(Passage shown)

A man who arrived in the UK on a small boat a week ago and was being processed at Manston has died, the Home Office said on Saturday. He became ill while at the Kent detention site and was taken to hospital, but later died.
It is understood that he arrived on 12 November and was taken ill on Friday evening.
“We can confirm a person staying at Manston has died this morning [Saturday] in hospital after becoming unwell,” a Home Office spokesperson said.
“We wish to express our heartfelt condolences to all those affected. Until a postmortem examination takes place, we cannot comment in detail, but there is no evidence at this stage to suggest that this tragic death was caused by an infectious disease.
“We take the safety and welfare of those in our care extremely seriously and provide 24/7 health facilities with trained medical staff at Manston.”
The case has been referred to the coroner and to the Independent Office for Police Conduct.
A spokesperson for the IOPC confirmed they had received a referral from the Home Office after the man’s death and will now assess it to determine whether any further action is required.
The Home Office said the man was not believed to be suffering from any infectious illness. The Guardian has received unconfirmed reports that he had contracted sepsis.
Home Office sources said they are trying to make contact with the man’s next of kin.
The shadow home secretary, Yvette Cooper, said there would need to be a “full investigation”. “Deep condolences to the family & friends of the man who has died after staying at Manston,” she tweeted. “There will of course need to be a full investigation into this tragic case.”
Inquest, the charity that provides expertise on state-related deaths, called for an independent inquiry. Deborah Coles, its director, said: “It feels as if it was only a matter of time before a death like this happened in this completely closed facility.

(End Passage shown)
(Extracted information)

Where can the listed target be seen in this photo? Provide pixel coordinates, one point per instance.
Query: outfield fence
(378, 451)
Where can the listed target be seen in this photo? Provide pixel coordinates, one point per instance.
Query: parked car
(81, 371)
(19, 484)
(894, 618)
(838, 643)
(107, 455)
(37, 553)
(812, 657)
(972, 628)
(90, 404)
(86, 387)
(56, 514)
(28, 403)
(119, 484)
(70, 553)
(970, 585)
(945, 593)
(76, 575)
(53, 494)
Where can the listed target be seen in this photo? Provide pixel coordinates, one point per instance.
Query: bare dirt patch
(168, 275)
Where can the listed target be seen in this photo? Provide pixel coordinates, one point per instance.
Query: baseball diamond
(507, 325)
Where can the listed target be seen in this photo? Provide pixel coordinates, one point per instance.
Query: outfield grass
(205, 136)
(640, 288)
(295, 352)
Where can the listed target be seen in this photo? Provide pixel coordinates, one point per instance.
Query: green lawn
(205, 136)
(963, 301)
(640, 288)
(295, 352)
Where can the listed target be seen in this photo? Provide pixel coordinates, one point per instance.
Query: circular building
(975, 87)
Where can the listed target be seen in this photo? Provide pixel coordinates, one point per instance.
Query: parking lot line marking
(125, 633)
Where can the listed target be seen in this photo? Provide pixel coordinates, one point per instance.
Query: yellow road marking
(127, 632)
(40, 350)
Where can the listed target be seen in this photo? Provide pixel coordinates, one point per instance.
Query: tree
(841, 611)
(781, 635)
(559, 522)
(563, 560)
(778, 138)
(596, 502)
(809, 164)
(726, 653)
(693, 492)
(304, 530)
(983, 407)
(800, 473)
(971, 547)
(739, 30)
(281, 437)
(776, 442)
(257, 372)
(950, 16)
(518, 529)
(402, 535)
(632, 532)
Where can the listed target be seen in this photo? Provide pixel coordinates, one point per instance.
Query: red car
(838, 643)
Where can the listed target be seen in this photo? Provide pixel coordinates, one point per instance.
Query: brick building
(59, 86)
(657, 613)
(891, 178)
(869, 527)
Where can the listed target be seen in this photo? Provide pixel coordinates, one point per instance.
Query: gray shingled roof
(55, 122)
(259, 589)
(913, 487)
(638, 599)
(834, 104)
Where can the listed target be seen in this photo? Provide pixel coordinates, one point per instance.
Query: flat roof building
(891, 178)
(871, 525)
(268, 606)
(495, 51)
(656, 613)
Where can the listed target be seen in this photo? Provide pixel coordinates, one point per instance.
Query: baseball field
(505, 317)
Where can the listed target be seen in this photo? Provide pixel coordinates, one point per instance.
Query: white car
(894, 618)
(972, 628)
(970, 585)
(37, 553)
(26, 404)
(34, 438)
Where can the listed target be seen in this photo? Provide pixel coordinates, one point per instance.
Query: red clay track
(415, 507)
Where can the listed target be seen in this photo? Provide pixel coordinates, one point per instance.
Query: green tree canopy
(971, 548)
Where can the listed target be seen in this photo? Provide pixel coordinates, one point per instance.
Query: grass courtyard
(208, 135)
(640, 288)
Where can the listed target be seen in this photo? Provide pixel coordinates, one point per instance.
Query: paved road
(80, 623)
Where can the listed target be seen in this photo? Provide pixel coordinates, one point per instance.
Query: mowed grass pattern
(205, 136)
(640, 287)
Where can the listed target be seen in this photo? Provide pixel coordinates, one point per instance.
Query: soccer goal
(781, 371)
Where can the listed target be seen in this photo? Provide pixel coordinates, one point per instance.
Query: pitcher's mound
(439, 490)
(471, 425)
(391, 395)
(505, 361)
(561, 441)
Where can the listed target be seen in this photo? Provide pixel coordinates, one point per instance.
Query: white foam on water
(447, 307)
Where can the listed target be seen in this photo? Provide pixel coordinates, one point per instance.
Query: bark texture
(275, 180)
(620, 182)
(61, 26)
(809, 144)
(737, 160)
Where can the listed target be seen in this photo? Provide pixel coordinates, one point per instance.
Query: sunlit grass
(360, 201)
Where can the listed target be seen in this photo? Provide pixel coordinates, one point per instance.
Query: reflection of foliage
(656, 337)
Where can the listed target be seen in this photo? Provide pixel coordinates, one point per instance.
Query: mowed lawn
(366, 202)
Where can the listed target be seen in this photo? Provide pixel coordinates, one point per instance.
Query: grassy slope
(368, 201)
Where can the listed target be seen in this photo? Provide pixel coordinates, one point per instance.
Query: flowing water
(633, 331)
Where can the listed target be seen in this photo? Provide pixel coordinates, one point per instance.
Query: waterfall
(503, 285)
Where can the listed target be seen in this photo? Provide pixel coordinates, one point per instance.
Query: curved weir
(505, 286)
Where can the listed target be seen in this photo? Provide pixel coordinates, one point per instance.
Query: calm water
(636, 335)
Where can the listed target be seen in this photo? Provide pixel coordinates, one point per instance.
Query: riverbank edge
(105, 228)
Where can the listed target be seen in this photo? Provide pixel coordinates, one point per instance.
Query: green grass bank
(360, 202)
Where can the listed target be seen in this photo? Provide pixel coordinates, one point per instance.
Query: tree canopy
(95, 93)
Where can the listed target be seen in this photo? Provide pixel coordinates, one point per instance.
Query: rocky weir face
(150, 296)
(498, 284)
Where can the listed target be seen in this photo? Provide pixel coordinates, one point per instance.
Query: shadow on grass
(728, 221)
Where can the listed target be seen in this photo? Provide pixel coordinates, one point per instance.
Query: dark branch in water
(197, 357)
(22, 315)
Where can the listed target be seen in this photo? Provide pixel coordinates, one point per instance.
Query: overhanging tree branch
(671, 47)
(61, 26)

(End Extracted information)

Pick up the report on the death of the man held at Manston after its last sentence and write the next part.

“Notwithstanding the concerns about conditions and the impact on the mental and physical health of people staying there, an independent investigation is needed to hold the different agencies involved to account. Maybe this death will shock people into doing something about the Manston facility.”
This is thought to be the first death of someone processed at Manston.
The facility provides basic temporary accommodation to small boat arrivals while they undergo processing and can hold 1,000 people, with a maximum of 1,600, but was described in October as being “catastrophically overcrowded”. In recent days numbers on the Manston site are thought to have dropped to as low as 650.
Manston has been hit by a series of scandals including reports of infectious diseases like diphtheria, guards selling drugs to asylum seekers, and some new arrivals being left stranded in central London. Legal challenges are under way about conditions on the site.
Clare Moseley, founder of the charity Care4Calais, which works with asylum seekers in the UK and in northern France, said: “Our condolences are with the family and friends of this man.”
She added that the charity “continue to have concerns about the health facilities at the centre”.
Enver Solomon, chief executive of the Refugee Council, said: “Every person in Manston must be looked after with the care and attention they need so when a tragic death likes this takes place it is a matter of serious concern. It is vital a thorough and speedy investigation takes place to understand what happened and whether all the necessary procedures were followed.”